Karl Habsburg: Es ist natürlich extrem schwer, diese Frage zu beantworten. In den Telefonaten, die ich mit Freunden in der Ukraine hatte, die haben natürlich schon gezeigt, dass man spürt, dass durch den Wandel der Politik in Washington eine entsprechende Reaktion erfolgt ist. Etwa, dass die Angriffe enorm stark erhöht wurden.

oe24.TV: Sie haben Amerika gerade angesprochen. Wie haben Sie denn diesen Eklat im Weißen Haus erlebt? War das eine Zeitenwende, was da zwischen US-Präsident Donald Trump, seinem Vize JD Vance und dem Ukraine-Präsidenten Wolodymyr Selenskyj passiert ist?

Habsburg: Ein derartiges Verhalten, wie es dort der amerikanische Präsident und der Vizepräsident an den Tag gelegt haben, das ist normalerweise undenkbar. Das ist das Schul-Hinterhof-Bullying-Verhalten, wo man einfach versucht hat, den ukrainischen Präsidenten in eine Falle hereinlaufen zu lassen. Das war einfach abstoßend.

== Rohdaten ==
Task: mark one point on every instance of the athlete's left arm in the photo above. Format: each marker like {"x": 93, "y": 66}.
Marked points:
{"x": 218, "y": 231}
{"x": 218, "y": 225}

== Ihre Aufgaben ==
(1) Was wurde laut Karl Habsburg im Interview enorm stark erhöht?
(2) Wiederholen Sie aus dem Interview mit Karl Habsburg wortgetreu den Abschnitt von „Karl Habsburg: Es“ bis „stark erhöht wurden.“.
(3) Knüpfen Sie an das Ende des Interviews mit Karl Habsburg an und führen Sie es weiter.
Die Zeilen werden für die Bearbeitung nicht gebraucht.

== Schriftliche Antworten ==
(1) Die Angriffe wurden enorm stark erhöht.

(2)
Karl Habsburg: Es ist natürlich extrem schwer, diese Frage zu beantworten. In den Telefonaten, die ich mit Freunden in der Ukraine hatte, die haben natürlich schon gezeigt, dass man spürt, dass durch den Wandel der Politik in Washington eine entsprechende Reaktion erfolgt ist. Etwa, dass die Angriffe enorm stark erhöht wurden.

(3)
oe24.TV: Wie groß ist die Sorge, die Ihnen Donald Trump und seine Administration bereiten. Macht es Ihnen vielleicht sogar Angst?

Habsburg: Angst manchmal, ja. Sorge auf jeden Fall. Europa ist das größte Friedensprojekt nach dem Zweiten Weltkrieg gewesen, die längste Friedensperiode, die man sich vorstellen kann. Und das wird jetzt plötzlich innerhalb von wenigen Wochen von Amerika zu Klump geschlagen. Eine positive Seite sehe ich schon, und das ist die, dass es so ein Weckruf für Europa ist. Wir müssen schauen, dass wir unsere eigene Sicherheitsstruktur, unsere eigene außenpolitische Struktur aufbauen. 

oe24.TV: Sie haben gerade die Sicherheitsstruktur angesprochen: Ist die Neutralität noch zeitgemäß?

Habsburg: Die Neutralität, so wie sie bei uns in der Verfassung steht, habe ich überhaupt kein Problem damit. So wie sie ausgelegt wird von verschiedenen Politikern, habe ich ein großes Problem damit. Weil sie als Feigenblatt ausgelegt wird und überall, wo ich nicht reinmischen möchte, sage ich: 'Nein, ich kann das nicht wegen der Neutralität'

oe24.TV: Braucht es eine gemeinsame EU-Armee?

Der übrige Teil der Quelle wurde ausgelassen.